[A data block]
-- start --

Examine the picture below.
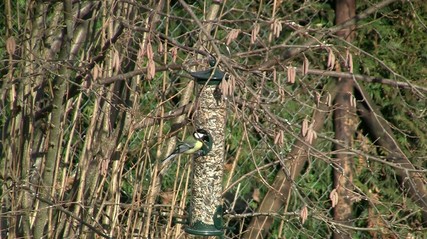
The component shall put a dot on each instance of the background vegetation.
(96, 93)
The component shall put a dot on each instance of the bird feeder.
(205, 214)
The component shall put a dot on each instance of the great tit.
(199, 141)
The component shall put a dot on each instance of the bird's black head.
(201, 134)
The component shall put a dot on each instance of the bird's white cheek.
(198, 135)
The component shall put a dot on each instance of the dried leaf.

-- end --

*Exercise instructions*
Please extract every line of text from the entries above and reproduce each one word for word. Leave out the pictures.

*Problem solution*
Examine the picture below.
The component shall put a dot on each instance of the background vegetation.
(96, 93)
The component shall put a dot on each instance of the bird feeder.
(205, 214)
The component shall put a dot on each instance of the great tit.
(199, 141)
The component shall put a dot on each instance of the bird's black head.
(201, 134)
The component shall put a dot on each instance of the bird's white cheek.
(198, 135)
The component shall put a dot on each instance of the dried leaf.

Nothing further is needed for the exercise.